Mignon Loh, M.D.

Loh Lab

My research would be categorized as clinical-translational studies in pediatric leukemia. My interests are split between two diseases, juvenile myelomonocytic leukemia (JMML) and acute lymphoblastic leukemia (ALL).   My research broadly involves the identification, significance, and function of genetic mutations in pediatric leukemia.  The laboratory develops and uses laboratory based assays to conduct cohort studies in primary human cells that interrogate the role of specific genetic mutations in human leukemia. For instance, in 2004 and 2005, I co-authored a number of publications that established the spectrum of PTPN11 mutations in various malignancies.  The role of mutated PTPN11, which encodes SHP-2, cannot be overstated since this is one of the first examples of a phosphatase to function as an oncogene.  Importantly, we published one of the first publications that established that these point mutations exists in 35% of patients with de novo JMML {Loh, 2004 #1467}.  We then continued to report that PTPN11 mutations existed in 5% of pediatric AML (collaboration with the Children’s Oncology Group (COG)), were rare in CMML/MDS (collaboration with MD Anderson Cancer Center and investigators in Italy), and were rare in other solid tumors (collaboration with multiple adult oncology groups with investigators from Harvard University) {Loh, 2005 #1493;Loh, 2004 #1467;Loh, 2004 #1313;Bentires-Alj, 2004 #1466}.  In another international collaboration, we also reported the most comprehensive analysis of these mutations in patients with syndromic JMML (patients with Noonan Syndrome) as well as in patients with de novo JMML {Kratz, 2005 #1491}.

> _WHAT TO DO_:
• A. Answer each question from the Loh Lab research profile:
(i) Which two diseases does the research focus on?
(ii) In what share of patients with de novo JMML were PTPN11 point mutations found?
(iii) In what share of pediatric AML cases were PTPN11 mutations reported?
• B. According to the Loh Lab research profile, why can't the role of mutated PTPN11 be overstated?
• C. Carry on the Loh Lab research profile past its last sentence.

> _SUPPLIED DATA_:
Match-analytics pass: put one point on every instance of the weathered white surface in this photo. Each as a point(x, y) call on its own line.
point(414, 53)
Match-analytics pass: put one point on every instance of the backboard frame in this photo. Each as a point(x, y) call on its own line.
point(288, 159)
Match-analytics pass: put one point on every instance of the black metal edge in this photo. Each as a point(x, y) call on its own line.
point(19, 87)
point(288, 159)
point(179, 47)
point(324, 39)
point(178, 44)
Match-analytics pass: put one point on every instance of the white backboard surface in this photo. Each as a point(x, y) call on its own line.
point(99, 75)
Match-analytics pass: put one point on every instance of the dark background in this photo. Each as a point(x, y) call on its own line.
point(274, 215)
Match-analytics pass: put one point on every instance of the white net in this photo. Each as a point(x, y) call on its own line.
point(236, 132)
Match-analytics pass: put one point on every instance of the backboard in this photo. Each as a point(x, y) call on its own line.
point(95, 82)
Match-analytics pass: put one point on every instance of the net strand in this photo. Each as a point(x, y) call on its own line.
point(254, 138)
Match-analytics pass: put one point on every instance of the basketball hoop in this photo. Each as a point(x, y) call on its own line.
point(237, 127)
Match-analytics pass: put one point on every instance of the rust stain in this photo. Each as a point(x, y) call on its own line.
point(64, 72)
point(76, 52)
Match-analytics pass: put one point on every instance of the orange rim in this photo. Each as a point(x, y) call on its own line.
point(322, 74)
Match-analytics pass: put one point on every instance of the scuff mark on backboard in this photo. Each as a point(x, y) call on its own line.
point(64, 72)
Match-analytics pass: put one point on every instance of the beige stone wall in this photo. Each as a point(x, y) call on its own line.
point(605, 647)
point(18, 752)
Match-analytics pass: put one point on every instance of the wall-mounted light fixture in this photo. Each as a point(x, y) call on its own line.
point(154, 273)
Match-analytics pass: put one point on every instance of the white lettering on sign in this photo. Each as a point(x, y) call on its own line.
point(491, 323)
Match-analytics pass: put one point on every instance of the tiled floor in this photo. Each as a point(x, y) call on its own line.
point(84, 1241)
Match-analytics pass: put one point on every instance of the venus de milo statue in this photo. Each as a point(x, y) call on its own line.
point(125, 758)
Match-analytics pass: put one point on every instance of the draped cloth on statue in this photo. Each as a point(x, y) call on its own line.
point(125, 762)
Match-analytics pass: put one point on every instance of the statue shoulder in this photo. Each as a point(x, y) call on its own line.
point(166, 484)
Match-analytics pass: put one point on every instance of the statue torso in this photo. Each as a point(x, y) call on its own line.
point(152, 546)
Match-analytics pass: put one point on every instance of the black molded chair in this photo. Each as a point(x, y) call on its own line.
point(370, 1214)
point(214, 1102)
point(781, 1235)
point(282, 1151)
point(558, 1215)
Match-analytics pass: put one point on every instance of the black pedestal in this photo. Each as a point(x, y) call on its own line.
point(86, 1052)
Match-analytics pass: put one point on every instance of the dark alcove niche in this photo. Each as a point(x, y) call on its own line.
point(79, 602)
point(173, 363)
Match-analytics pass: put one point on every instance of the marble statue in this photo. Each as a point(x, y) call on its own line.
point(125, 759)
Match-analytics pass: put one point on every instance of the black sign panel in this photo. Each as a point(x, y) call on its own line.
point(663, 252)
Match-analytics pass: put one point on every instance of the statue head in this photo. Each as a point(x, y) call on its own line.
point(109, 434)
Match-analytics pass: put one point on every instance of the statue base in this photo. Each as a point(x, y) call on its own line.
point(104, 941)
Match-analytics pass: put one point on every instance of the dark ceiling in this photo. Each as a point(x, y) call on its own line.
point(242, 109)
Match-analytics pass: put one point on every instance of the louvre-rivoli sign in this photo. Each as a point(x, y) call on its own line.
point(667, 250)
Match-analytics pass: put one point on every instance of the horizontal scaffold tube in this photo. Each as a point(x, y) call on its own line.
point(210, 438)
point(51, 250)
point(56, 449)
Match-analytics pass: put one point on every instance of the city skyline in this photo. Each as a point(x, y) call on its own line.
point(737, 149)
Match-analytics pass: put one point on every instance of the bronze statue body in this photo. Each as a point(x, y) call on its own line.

> _TASK-BY-TASK OUTPUTS_:
• A.
(i) Juvenile myelomonocytic leukemia (JMML) and acute lymphoblastic leukemia (ALL).
(ii) 35%.
(iii) 5%.

• B. Mutated PTPN11, which encodes SHP-2, is one of the first examples of a phosphatase functioning as an oncogene. That is why the profile says its role cannot be overstated.

• C.
 

As a follow-up to this work, we focused on integrating novel mutations into clinical use (e.g. assessing prognostic significance or minimal residual disease) as well as yield insights that lead to more scientific questions about the pathogenesis and mechanisms of disease.  First, we developed a novel assay to monitor JMML patients undergoing chemotherapy or hematopoietic stem cell transplant by exploiting a PCR-based technique called mismatched amplification of the mutated allele (MAMA).  Designing a fluorescent PCR strategy on top of this, we are able to quantitate levels of mutant PTPN11 or NRAS/KRAS alleles in patients{Archambeault, 2008 #1510}.  Given the difficulties with following JMML patients on therapy, this has proven to be an extremely useful clinical tool that will be incorporated into future clinical trials sponsored by COG. Importantly, we have exported our reagents to our colleagues in Germany, where they are also using it to monitor their patients. 

 

Secondly, we have noticed that rare patients harbor two detectable mutations in Ras pathway molecules.  One characteristic feature of JMML is the hypersensitive growth of the mononuclear cells to low doses of GM-CSF.  We have developed human colony assays and can easily demonstrate this hypersensitivity.  In addition, we have picked colonies (representing the outgrowth of a single progenitor cell) and have demonstrated that patients with single mutations almost never have any normal hematopoietic progenitors grow out in these colony assays at diagnosis.  For patients with double mutations, we  have been able to strictly order the acquisition of these somatic mutations, which is a novel finding.  This data will be prepared shortly for a manuscript.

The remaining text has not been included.